§ Exercise goal
The records below must be duplicated exactly, character for character.
—————
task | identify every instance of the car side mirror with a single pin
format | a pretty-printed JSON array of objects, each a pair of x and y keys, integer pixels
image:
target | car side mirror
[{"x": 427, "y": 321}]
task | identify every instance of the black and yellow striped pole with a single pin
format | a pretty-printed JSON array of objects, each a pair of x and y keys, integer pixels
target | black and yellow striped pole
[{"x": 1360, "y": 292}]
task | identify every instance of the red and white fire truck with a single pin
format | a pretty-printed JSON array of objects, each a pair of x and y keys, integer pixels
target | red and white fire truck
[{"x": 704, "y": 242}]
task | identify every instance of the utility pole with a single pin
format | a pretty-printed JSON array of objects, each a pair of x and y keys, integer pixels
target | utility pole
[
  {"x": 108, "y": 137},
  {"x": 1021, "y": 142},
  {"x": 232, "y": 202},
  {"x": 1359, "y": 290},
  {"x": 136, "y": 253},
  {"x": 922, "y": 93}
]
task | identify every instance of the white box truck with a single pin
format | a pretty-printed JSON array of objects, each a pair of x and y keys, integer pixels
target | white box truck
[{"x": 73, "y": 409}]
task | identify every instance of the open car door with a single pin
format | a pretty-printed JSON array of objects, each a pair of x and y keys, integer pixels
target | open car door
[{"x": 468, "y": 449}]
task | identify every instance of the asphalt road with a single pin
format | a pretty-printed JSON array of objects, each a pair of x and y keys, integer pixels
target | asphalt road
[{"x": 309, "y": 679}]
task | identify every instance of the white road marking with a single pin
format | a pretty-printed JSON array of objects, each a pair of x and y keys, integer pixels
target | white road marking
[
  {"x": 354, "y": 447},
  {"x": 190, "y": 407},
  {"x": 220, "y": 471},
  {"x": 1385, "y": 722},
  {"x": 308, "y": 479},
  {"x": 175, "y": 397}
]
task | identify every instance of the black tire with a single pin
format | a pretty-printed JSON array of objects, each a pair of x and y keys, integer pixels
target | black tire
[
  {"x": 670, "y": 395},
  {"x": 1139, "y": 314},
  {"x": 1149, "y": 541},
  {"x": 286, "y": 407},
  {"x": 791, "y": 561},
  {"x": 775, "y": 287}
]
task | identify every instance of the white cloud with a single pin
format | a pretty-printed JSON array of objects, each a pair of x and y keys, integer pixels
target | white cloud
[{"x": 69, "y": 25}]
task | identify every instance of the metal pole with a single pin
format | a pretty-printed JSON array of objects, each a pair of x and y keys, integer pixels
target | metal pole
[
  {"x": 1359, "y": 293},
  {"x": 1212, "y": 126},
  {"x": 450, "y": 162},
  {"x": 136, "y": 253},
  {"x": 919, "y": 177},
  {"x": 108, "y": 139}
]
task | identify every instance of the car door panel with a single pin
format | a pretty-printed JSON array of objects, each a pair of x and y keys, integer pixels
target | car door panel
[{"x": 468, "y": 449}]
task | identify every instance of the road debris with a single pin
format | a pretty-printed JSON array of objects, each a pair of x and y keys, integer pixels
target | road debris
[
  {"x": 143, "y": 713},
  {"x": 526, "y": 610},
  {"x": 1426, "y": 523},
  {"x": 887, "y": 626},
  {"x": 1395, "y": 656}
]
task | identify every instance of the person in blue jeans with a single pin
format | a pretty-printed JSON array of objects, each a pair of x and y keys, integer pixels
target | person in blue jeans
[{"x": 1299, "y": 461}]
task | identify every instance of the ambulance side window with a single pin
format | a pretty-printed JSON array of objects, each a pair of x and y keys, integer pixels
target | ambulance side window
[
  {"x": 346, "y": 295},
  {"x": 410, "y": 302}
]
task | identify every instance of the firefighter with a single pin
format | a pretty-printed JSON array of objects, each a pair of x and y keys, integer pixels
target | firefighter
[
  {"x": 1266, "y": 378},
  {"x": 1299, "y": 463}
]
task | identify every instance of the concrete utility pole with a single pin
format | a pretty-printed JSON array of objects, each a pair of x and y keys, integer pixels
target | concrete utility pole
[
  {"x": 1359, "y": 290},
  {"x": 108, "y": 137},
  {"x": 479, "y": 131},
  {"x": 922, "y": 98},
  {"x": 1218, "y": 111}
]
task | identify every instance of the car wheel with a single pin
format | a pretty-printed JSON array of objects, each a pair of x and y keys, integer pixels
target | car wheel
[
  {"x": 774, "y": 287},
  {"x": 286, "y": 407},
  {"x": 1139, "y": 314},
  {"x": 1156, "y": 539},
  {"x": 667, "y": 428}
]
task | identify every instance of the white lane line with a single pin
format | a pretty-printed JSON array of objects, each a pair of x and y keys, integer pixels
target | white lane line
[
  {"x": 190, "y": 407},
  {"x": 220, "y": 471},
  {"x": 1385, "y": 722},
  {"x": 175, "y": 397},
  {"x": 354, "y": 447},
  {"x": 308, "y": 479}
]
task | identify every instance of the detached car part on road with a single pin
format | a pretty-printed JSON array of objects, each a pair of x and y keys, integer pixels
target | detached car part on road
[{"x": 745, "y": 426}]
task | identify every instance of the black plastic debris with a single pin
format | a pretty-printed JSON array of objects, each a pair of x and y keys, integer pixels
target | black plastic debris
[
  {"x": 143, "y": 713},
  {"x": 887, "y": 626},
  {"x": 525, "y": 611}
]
—————
§ Complete response
task | identify every instance of the car side mirror with a single pin
format | a pretty-printed JSON array of objects, each a pair of x and y keys, integer pixels
image:
target | car side mirror
[{"x": 427, "y": 321}]
task | identify every instance of the black and yellow striped pole with a single pin
format | a pretty-printed JSON array of objects, each a pair of x and y keys, integer pixels
target | black and yellow striped pole
[{"x": 1360, "y": 292}]
task | identify every instance of the red and white fire truck with a single pin
format | a pretty-printed JSON array of objects, each a pair of x and y keys, integer pixels
target | red and white fire truck
[{"x": 704, "y": 242}]
task | identify every instance of the utility pole with a single pin
format | a pretty-printed JSON array of objects, each a pair of x and y keys, integer pixels
target | utility pole
[
  {"x": 108, "y": 137},
  {"x": 1021, "y": 142},
  {"x": 232, "y": 202},
  {"x": 1359, "y": 290},
  {"x": 136, "y": 253},
  {"x": 922, "y": 93}
]
task | identify every instance of the white box truck with a single pin
format | a pretty-printed JSON array of objects, each a pair of x and y keys, integer pixels
target | white box truck
[{"x": 73, "y": 409}]
task | identify every instance of the open car door with a single pin
format | a pretty-printed JSON array of objects, each a pair of x and y keys, integer pixels
target | open car door
[{"x": 468, "y": 449}]
task | identify every instance of the asphalt road with a single pin
format | a pretty-printed JSON array of objects, each a pair of x and y keys, integer pixels
target | asphalt road
[{"x": 309, "y": 679}]
task | identify every instance of the white road marking with a single pin
format | a pretty-printed JSON array of objects, each a pair of x and y keys, integer pixels
target | white road marking
[
  {"x": 354, "y": 447},
  {"x": 190, "y": 407},
  {"x": 220, "y": 471},
  {"x": 1385, "y": 722},
  {"x": 308, "y": 479},
  {"x": 175, "y": 397}
]
task | identify every instance of the black tire with a single pin
format | a pretty-printed JSON array of objects, each a pair of x and y keys, integer pixels
target | black tire
[
  {"x": 670, "y": 395},
  {"x": 1139, "y": 314},
  {"x": 1149, "y": 541},
  {"x": 286, "y": 407},
  {"x": 791, "y": 561},
  {"x": 775, "y": 287}
]
task | identify every instance of the white cloud with a single pin
format | a pretty-printed JSON array of objects, each a pair of x and y keys, integer pixels
target | white cloud
[{"x": 69, "y": 25}]
task | identify every instance of the metal pole with a single pin
format | a pretty-printed JSON array of objects, each a pair of x and y keys, integer pixels
target | metal pole
[
  {"x": 1359, "y": 293},
  {"x": 1212, "y": 126},
  {"x": 450, "y": 162},
  {"x": 136, "y": 253},
  {"x": 919, "y": 177},
  {"x": 108, "y": 139}
]
task | identify every instance of the car door panel with a single pin
format | a pretty-printed JSON array of objects, each a pair of x and y keys, integer pixels
target | car door panel
[{"x": 468, "y": 449}]
task | identify every instance of the road debris with a single pin
format | a pretty-printed JSON array of objects, each a pair of x and y keys, integer pixels
target | road debris
[
  {"x": 143, "y": 713},
  {"x": 526, "y": 610},
  {"x": 1426, "y": 523},
  {"x": 887, "y": 626},
  {"x": 1395, "y": 656}
]
task | identify every instance of the person in blue jeans with a single pin
format | a pretty-printed JSON array of objects, each a pair of x and y keys, integer pixels
target | person in blue jeans
[{"x": 1299, "y": 461}]
task | identify every instance of the ambulance side window with a single pin
format | a pretty-printed JSON array of objects, each a pair of x and y keys, integer pixels
target | ambulance side window
[
  {"x": 346, "y": 295},
  {"x": 410, "y": 302}
]
task | identify every instance of the firefighter with a single pin
format | a pretty-printed JSON array of objects, each a pair of x and y keys, integer pixels
target | firefighter
[
  {"x": 1266, "y": 378},
  {"x": 1299, "y": 463}
]
task | identify every instance of the concrete utility pole with a single pin
format | a pretty-printed JSON array of objects, each a pair of x and y keys, integer pixels
target | concrete utility pole
[
  {"x": 1359, "y": 290},
  {"x": 108, "y": 137},
  {"x": 479, "y": 131},
  {"x": 922, "y": 98},
  {"x": 1218, "y": 111}
]
task | identify every instance of the car wheel with a single pin
format | a pretty-printed JSON array of objects, each a pair of x and y keys, integer pixels
target | car wheel
[
  {"x": 774, "y": 287},
  {"x": 286, "y": 407},
  {"x": 1139, "y": 314},
  {"x": 1156, "y": 539},
  {"x": 667, "y": 428}
]
task | identify every instance of the white lane line with a single pin
format | a pretty-printed JSON array of objects, each a pair of x and y keys, integer pixels
target | white lane line
[
  {"x": 190, "y": 407},
  {"x": 220, "y": 471},
  {"x": 1385, "y": 722},
  {"x": 175, "y": 397},
  {"x": 354, "y": 447},
  {"x": 308, "y": 479}
]
task | identify every instance of the detached car part on road with a single pin
format | a pretty-printed JSON array of objects, each a pair of x and y keys, integer pixels
target | detached car part on road
[{"x": 745, "y": 426}]
task | identify every instance of the black plastic debris with a single pin
format | a pretty-printed JSON array of objects, each a pair of x and y keys, integer pixels
target | black plastic debris
[
  {"x": 143, "y": 713},
  {"x": 887, "y": 626},
  {"x": 525, "y": 611}
]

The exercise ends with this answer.